DATA RECORDS
************
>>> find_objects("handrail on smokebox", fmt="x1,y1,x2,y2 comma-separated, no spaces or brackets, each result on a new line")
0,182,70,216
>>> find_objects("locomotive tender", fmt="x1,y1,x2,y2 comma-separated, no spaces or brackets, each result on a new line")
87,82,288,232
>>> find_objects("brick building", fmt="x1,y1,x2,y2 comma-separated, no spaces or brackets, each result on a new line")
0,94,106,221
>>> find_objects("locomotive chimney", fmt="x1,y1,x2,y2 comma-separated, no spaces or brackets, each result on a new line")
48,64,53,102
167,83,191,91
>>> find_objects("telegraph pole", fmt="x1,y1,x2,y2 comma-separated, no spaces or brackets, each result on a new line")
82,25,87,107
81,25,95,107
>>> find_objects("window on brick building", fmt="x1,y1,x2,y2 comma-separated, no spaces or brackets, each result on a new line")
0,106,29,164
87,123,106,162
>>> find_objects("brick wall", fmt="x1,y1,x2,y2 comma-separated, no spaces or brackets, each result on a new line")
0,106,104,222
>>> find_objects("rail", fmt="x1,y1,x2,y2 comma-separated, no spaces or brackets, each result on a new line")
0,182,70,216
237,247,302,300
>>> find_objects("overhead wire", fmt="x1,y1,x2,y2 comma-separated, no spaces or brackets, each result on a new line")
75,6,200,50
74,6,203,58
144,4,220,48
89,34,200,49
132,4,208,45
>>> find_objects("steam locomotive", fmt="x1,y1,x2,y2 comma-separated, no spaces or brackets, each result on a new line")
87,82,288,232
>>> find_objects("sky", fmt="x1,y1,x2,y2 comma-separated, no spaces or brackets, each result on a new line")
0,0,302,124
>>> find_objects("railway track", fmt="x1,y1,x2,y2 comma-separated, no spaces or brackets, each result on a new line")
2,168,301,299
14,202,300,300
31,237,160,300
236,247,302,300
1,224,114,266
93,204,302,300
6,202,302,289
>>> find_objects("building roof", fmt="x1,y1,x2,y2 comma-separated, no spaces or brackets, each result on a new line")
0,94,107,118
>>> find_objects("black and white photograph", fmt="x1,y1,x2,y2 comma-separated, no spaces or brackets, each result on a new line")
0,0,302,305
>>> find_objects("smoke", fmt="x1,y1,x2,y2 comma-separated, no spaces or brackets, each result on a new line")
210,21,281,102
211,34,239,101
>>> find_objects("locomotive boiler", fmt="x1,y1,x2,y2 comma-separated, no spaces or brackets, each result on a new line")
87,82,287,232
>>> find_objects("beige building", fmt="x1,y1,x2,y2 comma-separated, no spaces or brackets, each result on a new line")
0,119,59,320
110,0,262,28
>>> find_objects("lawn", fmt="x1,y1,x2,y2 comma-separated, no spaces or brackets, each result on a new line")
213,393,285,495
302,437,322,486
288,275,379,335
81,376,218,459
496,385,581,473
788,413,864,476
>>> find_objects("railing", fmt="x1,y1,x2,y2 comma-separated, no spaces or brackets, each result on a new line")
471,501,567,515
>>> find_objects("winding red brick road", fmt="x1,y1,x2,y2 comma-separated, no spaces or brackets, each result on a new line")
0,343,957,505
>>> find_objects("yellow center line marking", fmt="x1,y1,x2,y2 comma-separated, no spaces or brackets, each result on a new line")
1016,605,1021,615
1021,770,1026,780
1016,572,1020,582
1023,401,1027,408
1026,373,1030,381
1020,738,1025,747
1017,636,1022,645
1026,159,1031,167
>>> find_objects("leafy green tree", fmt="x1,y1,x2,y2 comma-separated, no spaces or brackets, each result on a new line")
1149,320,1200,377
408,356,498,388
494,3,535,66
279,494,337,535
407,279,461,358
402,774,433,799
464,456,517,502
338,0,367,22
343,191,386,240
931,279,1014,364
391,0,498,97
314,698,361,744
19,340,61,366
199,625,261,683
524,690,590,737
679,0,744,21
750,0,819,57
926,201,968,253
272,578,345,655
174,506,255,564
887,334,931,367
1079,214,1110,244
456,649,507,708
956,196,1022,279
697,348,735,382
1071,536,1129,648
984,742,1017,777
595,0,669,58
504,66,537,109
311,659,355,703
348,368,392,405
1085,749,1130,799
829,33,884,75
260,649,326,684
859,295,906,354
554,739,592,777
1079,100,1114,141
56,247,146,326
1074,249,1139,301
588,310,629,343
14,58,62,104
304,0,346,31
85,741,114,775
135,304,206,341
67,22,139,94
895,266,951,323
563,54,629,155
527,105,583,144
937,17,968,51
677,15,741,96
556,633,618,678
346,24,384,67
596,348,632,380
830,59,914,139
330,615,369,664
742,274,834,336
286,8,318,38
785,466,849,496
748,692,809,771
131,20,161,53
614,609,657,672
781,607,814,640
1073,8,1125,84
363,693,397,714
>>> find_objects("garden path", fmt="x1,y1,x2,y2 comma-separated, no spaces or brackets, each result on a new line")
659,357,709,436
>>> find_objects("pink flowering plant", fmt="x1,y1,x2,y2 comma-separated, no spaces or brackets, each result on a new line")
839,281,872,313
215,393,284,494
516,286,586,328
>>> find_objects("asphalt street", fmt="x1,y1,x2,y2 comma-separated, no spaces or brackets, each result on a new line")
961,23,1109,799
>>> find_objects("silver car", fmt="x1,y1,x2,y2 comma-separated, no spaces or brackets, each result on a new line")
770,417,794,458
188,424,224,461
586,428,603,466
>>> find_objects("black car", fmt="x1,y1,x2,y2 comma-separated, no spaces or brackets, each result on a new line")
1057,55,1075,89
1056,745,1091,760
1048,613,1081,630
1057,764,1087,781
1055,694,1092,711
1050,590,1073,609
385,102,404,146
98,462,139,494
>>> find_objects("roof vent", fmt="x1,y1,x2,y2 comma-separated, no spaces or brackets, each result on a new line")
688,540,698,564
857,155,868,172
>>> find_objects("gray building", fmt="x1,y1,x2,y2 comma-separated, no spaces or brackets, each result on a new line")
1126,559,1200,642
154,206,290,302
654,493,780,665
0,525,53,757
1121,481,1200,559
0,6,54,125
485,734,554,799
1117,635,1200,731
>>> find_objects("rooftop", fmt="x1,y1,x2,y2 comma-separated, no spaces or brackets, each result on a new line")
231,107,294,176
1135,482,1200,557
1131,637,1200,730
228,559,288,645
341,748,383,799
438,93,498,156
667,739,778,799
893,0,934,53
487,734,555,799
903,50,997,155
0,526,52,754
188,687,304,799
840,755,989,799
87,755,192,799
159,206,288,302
************
YOUR ASSIGNMENT
The full material has to be written out again exactly as shown.

OUTPUT OF THE EXERCISE
>>> find_objects("handrail on smokebox", fmt="x1,y1,x2,y2 comma-separated, no spaces or brackets, each result on a new line")
0,182,70,216
>>> find_objects("locomotive tender", fmt="x1,y1,x2,y2 comma-separated, no spaces or brackets, each result on a new line")
87,82,288,232
>>> find_objects("brick building", fmt="x1,y1,x2,y2 comma-separated, no spaces or brackets, each result on a new line")
0,94,106,221
>>> find_objects("locomotive chimney", fmt="x1,y1,x2,y2 comma-separated, no spaces or brackets, each result on a new line")
48,64,53,102
167,83,191,91
>>> find_objects("telegraph pole", fmt="x1,y1,x2,y2 comma-separated, no spaces or brackets, each result on a new line")
82,25,87,107
81,25,95,107
>>> find_objects("window on brick building", fmt="x1,y1,x2,y2 comma-separated, no spaces or brackets, each result on a new line")
0,106,29,164
87,123,106,162
>>> find_objects("brick wall", fmt="x1,y1,x2,y2 comma-separated, no spaces or brackets, each result on a new line")
0,106,104,222
>>> find_objects("rail", fmt="x1,y1,x2,y2 comma-separated, no spaces or brackets, each result on a new line")
0,182,70,216
237,247,302,300
>>> find_objects("overhead wire", fmt="x1,y1,x2,y2 comma-separated, no spaces or brackets, each result on a new line")
75,6,200,50
74,6,203,58
144,4,220,48
89,34,200,49
132,4,208,45
>>> find_objects("steam locomotive", fmt="x1,y1,x2,y2 comma-separated, no spaces or brackets, each result on a new line")
87,82,288,232
>>> find_objects("sky", fmt="x1,y1,x2,y2 comma-separated, no spaces or brackets, each result on a new line")
0,0,302,124
>>> find_objects("railway track", fmt="x1,y1,x2,y2 comma-separated, no spaces or brackets, each result on a new line")
2,168,301,299
14,202,300,300
31,237,160,300
236,247,302,300
1,224,114,266
93,204,302,300
6,202,302,289
>>> find_objects("building roof", fmt="x1,y1,x2,y2 comma-separated, no spaces or brackets, each result on a new line")
0,94,107,118
>>> find_objects("black and white photograph", fmt="x1,y1,x2,y2 comma-separated, no spaces or brackets, each result on a new line")
0,0,302,305
>>> find_objects("smoke", fmt="x1,y1,x2,y2 comma-separated, no spaces or brackets, each result on a new line")
210,21,281,102
211,34,239,101
>>> find_objects("locomotive boiler", fmt="x1,y1,x2,y2 comma-separated, no spaces or brackets, each result on a new line")
87,82,287,232
>>> find_objects("beige building", fmt="x1,y1,x2,y2 comma-separated, no spaces or brackets, each result on a new line")
0,119,59,320
110,0,262,28
>>> find_objects("lawn", fmt="x1,y1,x2,y2 comma-separated, no spaces or brackets, each result on a new line")
213,393,285,495
302,437,322,486
288,275,379,335
81,376,218,459
496,385,581,473
788,413,864,476
>>> find_objects("railing", fmt="x1,y1,x2,y2 comma-separated, no spaces or brackets, each result on a new line")
471,501,567,515
>>> find_objects("winding red brick road", fmt="x1,y1,x2,y2 comma-separated, no spaces or brackets, each result on a new line")
0,343,957,505
>>> find_objects("yellow center line marking", fmt="x1,y1,x2,y2 comma-separated, no spaces or brackets, each result on a new line")
1016,605,1021,615
1021,770,1026,780
1016,572,1020,582
1023,401,1027,408
1026,373,1030,381
1020,738,1025,747
1017,636,1022,645
1026,159,1031,167
>>> find_objects("leafy green tree", fmt="x1,y1,x2,y2 comma-separated, no spaces or brackets, each result on a new line")
1149,320,1200,377
408,356,498,388
494,3,535,66
279,494,337,535
407,279,461,358
402,774,433,799
464,456,517,502
338,0,367,22
343,191,386,240
931,279,1014,364
391,0,498,97
314,698,361,744
19,340,61,366
199,625,261,683
524,690,590,737
679,0,744,21
750,0,819,57
926,201,968,253
272,578,345,655
174,506,255,564
887,334,931,367
1079,214,1110,244
456,649,507,708
956,196,1022,279
697,348,735,382
1071,536,1129,648
984,742,1017,777
595,0,669,58
504,66,537,109
311,659,355,703
348,368,392,405
1085,749,1130,799
829,33,884,75
260,649,326,684
859,295,906,354
554,739,592,777
1079,100,1114,141
56,247,146,326
1074,249,1139,301
588,310,629,343
14,58,62,104
304,0,346,31
85,741,114,775
135,304,206,341
67,22,139,94
895,266,951,323
563,54,629,155
527,105,583,144
937,17,968,51
677,15,741,96
556,633,618,678
346,24,384,67
596,348,632,380
830,59,914,139
330,615,369,664
742,274,834,336
286,8,318,38
785,466,849,496
748,692,809,771
131,20,161,53
614,609,657,672
781,607,814,640
1073,8,1125,84
363,693,397,714
>>> find_objects("garden path", fmt="x1,y1,x2,y2 comma-separated, no spaces or brackets, each result on a new line")
659,357,709,436
>>> find_objects("pink flowering plant", fmt="x1,y1,x2,y2 comma-separated, no spaces or brackets, each result on a new line")
839,281,872,313
215,393,284,494
516,286,586,328
>>> find_objects("asphalt street", fmt="x1,y1,x2,y2 comma-separated, no spaces or brackets, each result on a new line")
961,23,1109,799
>>> find_objects("silver car", fmt="x1,y1,x2,y2 comma-separated, no spaces or brackets, each result on a new line")
770,417,794,458
188,424,224,461
586,428,603,466
>>> find_objects("black car", fmt="x1,y1,x2,y2 comma-separated, no spaces or brackets, each result on a new line")
1057,55,1075,89
1056,745,1091,760
1048,613,1081,630
1057,764,1087,781
1055,694,1092,711
1050,590,1073,609
385,102,404,146
98,462,139,494
>>> find_objects("roof vent", fmt="x1,y1,x2,y2 comma-separated, no spaces or brackets, each result on a new line")
688,540,698,564
857,155,868,172
>>> find_objects("gray building", fmt="x1,y1,x2,y2 comma-separated, no spaces or brackets, each result on a new line")
1126,559,1200,642
154,206,290,302
654,493,780,665
0,525,53,757
1121,481,1200,559
0,6,54,125
485,734,554,799
1117,635,1200,731
>>> find_objects("rooftop", fmt="x1,y1,x2,y2 comma-separated, no spaces or brackets, each result on a new line")
231,107,294,176
1135,482,1200,557
1131,637,1200,730
228,559,288,645
341,748,383,799
438,93,498,156
667,739,778,799
893,0,934,53
487,734,555,799
903,50,997,155
0,526,52,754
188,687,304,799
840,755,989,799
87,755,192,799
159,206,288,302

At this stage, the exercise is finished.